▸ Selected extract

────────────────

Using L'Hospital's Rule to evaluate limit to infinity

Question

I'm given this problem and I'm not sure how to solve it. I was only ever given one example in class on using L'Hospital's rule like this, but it is very different from this particular problem. Can anyone please show me the steps to solve a problem like this?

Evaluate the limit using L'Hospital's rule if necessary

$$\lim_{ x \rightarrow \infty } \left( 1+\frac{11}{x} \right) ^{\frac{x}{9}}$$

Basically, I only know the first step: $$\lim_{ x \rightarrow \infty } \frac{x}{9} \ln \left( 1+\frac{11}{x} \right)$$

WolframAlpha evaluates it as $e^{\frac{11}{9}}$ but I obviously have no idea how to get to that point.

────────────────

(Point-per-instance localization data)
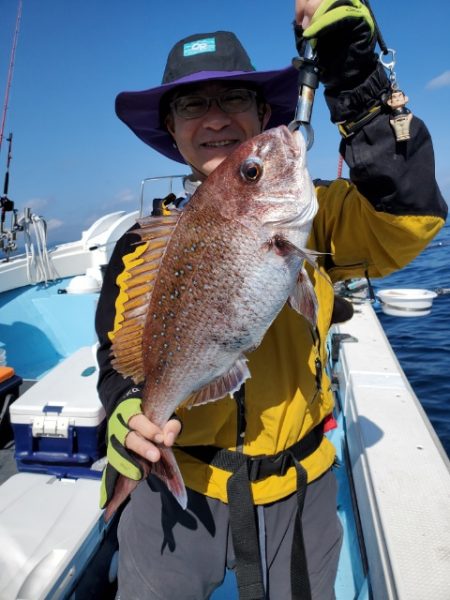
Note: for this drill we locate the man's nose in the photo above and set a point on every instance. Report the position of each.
(215, 116)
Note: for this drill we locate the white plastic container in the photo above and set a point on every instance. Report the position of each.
(49, 531)
(59, 423)
(406, 302)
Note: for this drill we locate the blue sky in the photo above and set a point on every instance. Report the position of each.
(73, 160)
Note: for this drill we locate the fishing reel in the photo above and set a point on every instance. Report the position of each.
(8, 235)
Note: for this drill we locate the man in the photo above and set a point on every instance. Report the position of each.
(211, 100)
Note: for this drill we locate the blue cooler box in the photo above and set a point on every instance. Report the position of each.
(59, 423)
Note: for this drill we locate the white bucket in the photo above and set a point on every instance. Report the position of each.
(406, 302)
(83, 284)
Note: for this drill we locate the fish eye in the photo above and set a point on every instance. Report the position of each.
(251, 169)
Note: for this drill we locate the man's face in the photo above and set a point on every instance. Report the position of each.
(204, 142)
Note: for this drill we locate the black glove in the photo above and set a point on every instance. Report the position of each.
(342, 33)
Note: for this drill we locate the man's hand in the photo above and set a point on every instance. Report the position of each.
(130, 430)
(143, 432)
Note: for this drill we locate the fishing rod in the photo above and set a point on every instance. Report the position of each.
(10, 71)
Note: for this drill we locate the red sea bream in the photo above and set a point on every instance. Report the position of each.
(211, 279)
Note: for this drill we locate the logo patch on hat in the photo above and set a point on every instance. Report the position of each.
(199, 47)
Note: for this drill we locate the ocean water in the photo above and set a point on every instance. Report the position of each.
(422, 344)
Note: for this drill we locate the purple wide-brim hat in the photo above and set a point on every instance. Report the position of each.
(141, 110)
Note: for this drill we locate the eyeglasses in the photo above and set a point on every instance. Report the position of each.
(231, 101)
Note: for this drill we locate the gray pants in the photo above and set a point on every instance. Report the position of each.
(167, 553)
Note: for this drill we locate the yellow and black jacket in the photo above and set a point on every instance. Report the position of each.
(374, 224)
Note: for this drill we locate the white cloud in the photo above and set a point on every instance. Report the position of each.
(36, 204)
(53, 224)
(442, 80)
(125, 196)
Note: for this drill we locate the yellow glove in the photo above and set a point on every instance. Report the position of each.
(120, 460)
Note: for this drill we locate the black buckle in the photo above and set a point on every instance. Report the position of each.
(263, 466)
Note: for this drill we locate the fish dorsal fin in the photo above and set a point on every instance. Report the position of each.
(136, 283)
(220, 387)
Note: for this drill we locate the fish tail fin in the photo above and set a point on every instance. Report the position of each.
(122, 489)
(168, 471)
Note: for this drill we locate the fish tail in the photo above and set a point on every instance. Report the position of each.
(123, 488)
(168, 471)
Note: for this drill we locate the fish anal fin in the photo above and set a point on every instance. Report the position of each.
(304, 299)
(168, 471)
(218, 388)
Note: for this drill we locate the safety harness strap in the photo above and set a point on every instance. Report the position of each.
(245, 536)
(246, 469)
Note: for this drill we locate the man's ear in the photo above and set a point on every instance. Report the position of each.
(170, 125)
(265, 113)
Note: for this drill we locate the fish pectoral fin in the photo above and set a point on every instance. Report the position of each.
(220, 387)
(168, 471)
(304, 299)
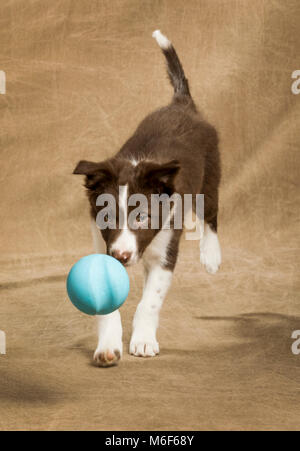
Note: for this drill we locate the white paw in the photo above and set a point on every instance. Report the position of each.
(210, 252)
(108, 354)
(142, 345)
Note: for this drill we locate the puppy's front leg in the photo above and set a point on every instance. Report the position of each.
(143, 342)
(110, 347)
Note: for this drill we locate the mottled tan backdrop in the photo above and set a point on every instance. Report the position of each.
(80, 76)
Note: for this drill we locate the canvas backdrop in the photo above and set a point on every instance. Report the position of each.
(80, 75)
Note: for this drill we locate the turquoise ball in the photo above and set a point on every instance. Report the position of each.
(98, 284)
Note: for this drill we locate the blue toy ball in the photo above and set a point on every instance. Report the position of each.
(98, 284)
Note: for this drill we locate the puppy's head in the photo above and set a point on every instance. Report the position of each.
(120, 197)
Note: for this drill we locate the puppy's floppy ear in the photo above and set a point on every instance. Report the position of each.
(97, 174)
(160, 175)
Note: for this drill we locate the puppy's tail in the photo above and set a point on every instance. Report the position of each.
(175, 70)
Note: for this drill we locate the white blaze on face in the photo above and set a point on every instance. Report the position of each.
(126, 240)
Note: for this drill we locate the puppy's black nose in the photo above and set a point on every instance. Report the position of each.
(123, 257)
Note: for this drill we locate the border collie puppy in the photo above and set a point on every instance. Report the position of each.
(172, 150)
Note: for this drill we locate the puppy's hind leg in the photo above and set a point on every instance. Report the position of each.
(110, 347)
(210, 250)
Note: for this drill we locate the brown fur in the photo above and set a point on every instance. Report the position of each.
(177, 150)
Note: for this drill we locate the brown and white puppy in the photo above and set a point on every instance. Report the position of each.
(172, 150)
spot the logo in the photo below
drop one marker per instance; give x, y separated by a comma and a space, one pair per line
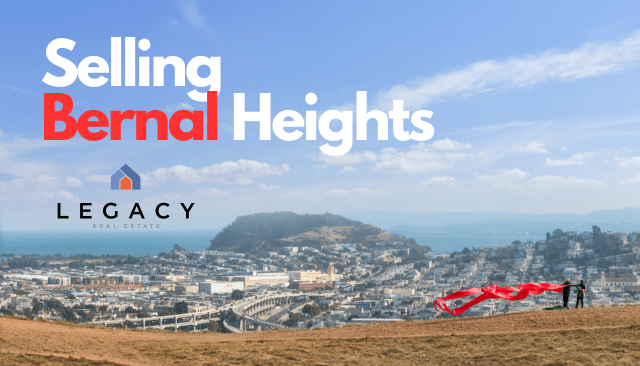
125, 179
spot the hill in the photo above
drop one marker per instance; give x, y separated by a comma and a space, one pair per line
271, 231
602, 336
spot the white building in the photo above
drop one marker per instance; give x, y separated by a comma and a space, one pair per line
219, 287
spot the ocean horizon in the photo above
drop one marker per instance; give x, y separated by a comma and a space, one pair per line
151, 243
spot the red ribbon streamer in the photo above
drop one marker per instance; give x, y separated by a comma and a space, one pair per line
495, 292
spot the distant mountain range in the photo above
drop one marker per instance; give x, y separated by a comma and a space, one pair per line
627, 219
263, 232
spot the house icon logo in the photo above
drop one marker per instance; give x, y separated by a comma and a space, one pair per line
125, 179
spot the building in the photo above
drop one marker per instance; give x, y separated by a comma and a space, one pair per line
59, 281
219, 287
192, 289
260, 278
315, 276
102, 281
310, 286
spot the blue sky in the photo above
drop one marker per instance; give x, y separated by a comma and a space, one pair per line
535, 108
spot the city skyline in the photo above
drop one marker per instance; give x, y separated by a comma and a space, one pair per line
529, 116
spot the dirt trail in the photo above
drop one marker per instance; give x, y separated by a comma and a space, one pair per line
589, 336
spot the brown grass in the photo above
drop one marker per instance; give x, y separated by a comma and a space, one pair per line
568, 337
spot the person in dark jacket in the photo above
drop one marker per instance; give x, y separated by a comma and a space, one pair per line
566, 291
580, 290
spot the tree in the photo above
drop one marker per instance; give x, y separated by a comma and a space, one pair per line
293, 320
36, 305
130, 309
214, 327
181, 307
311, 309
68, 314
28, 312
596, 230
237, 295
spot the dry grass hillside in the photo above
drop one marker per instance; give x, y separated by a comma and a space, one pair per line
605, 336
344, 234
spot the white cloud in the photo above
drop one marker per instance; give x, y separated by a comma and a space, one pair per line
588, 60
535, 147
448, 144
554, 181
211, 192
514, 180
191, 12
350, 158
504, 176
265, 187
99, 178
419, 159
230, 172
439, 181
631, 181
577, 159
627, 162
74, 182
45, 179
347, 193
55, 195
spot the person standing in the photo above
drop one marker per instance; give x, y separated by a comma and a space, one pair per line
566, 291
580, 289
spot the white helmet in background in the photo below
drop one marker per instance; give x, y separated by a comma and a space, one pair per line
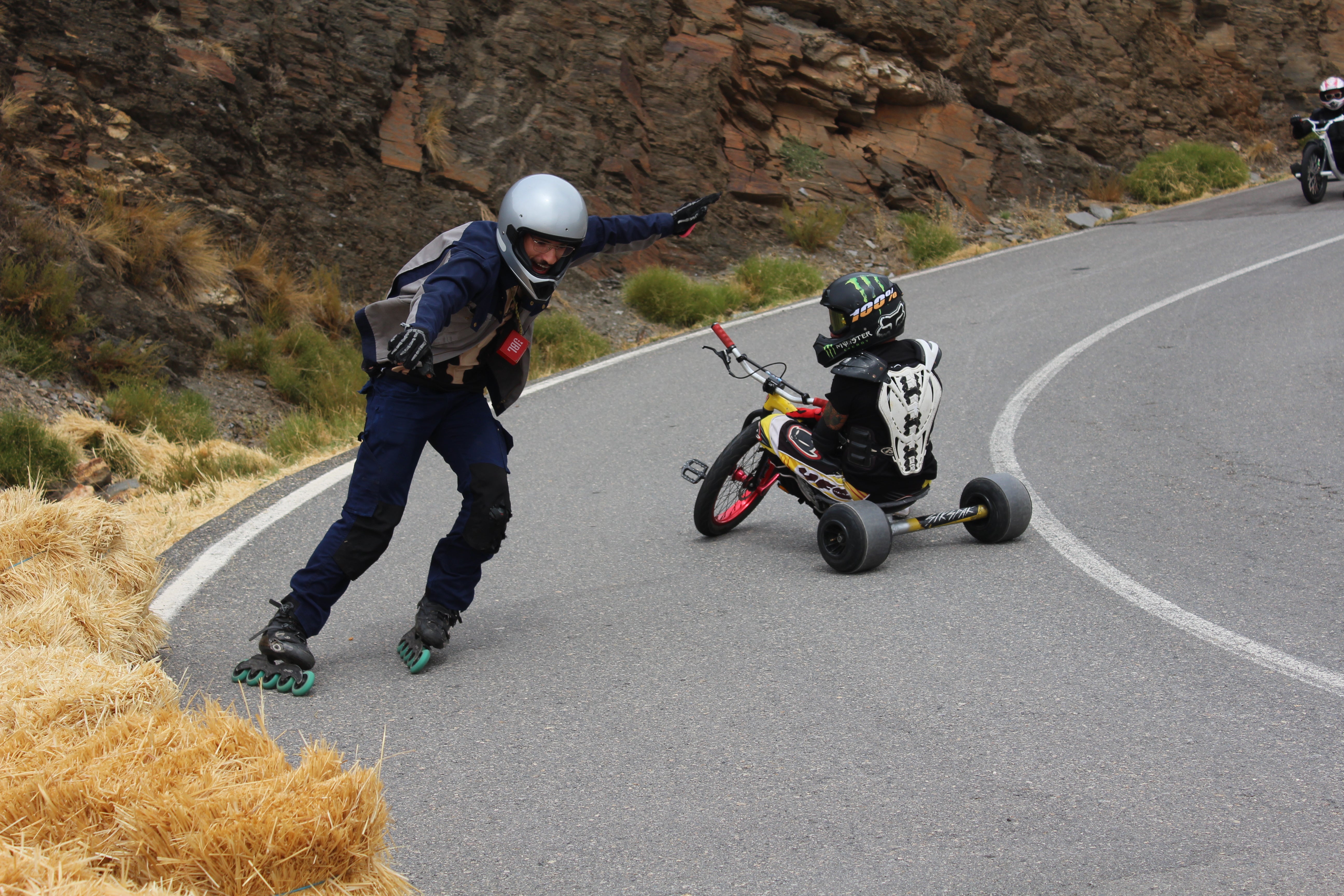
1335, 88
549, 207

────────────────

▸ Set of tasks
A - Answer these questions about the limit thread, one per line.
(i) How many examples of this kind of problem was the asker given in class?
(ii) What value does WolframAlpha give for the limit?
(iii) What condition does the instruction attach to using L'Hospital's rule?
B - Switch "WolframAlpha" to "My calculator" in the limit thread, and give the passage starting with "Using L'Hospital's Rule to" and going on through "to that point.".

▸ Answers per task
A -
(i) One
(ii) e^(11/9)
(iii) Use it if necessary

B -
Using L'Hospital's Rule to evaluate limit to infinity

Question

I'm given this problem and I'm not sure how to solve it. I was only ever given one example in class on using L'Hospital's rule like this, but it is very different from this particular problem. Can anyone please show me the steps to solve a problem like this?

Evaluate the limit using L'Hospital's rule if necessary

$$\lim_{ x \rightarrow \infty } \left( 1+\frac{11}{x} \right) ^{\frac{x}{9}}$$

Basically, I only know the first step: $$\lim_{ x \rightarrow \infty } \frac{x}{9} \ln \left( 1+\frac{11}{x} \right)$$

My calculator evaluates it as $e^{\frac{11}{9}}$ but I obviously have no idea how to get to that point.